- Exercise -
Quote word for word the stretch of the entries below that opens with the line containing "Target: sideline" and closes with the line containing "x=468 y=251", including both of those lines.

- Exercise input -
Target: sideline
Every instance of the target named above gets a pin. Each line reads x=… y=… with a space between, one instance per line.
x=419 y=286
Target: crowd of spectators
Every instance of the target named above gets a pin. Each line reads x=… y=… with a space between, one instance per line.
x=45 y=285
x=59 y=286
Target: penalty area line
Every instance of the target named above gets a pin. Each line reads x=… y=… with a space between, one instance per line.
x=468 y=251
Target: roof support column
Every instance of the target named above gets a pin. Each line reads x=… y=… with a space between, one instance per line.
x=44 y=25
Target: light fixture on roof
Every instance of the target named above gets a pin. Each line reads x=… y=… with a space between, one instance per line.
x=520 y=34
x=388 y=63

==

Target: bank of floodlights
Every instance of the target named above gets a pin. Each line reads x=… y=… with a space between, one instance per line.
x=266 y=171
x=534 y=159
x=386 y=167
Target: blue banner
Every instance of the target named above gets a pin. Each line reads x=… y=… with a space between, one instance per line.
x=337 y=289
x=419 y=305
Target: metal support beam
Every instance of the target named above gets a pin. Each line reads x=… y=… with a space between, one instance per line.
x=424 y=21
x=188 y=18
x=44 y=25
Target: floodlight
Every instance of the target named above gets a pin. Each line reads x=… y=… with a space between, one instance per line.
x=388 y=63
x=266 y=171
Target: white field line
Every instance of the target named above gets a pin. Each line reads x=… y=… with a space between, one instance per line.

- Result -
Target: sideline
Every instance of the target named above gets a pin. Each line reads x=… y=… with a space between, one instance per line.
x=419 y=286
Target: crowd of spectators
Every instance of the target named above gets a pin. Each line reads x=… y=… with a space between, one instance per line.
x=45 y=285
x=59 y=286
Target: penalty area line
Every instance of the target named above gets a pin. Each line reads x=… y=… with a space between, one instance per line.
x=468 y=251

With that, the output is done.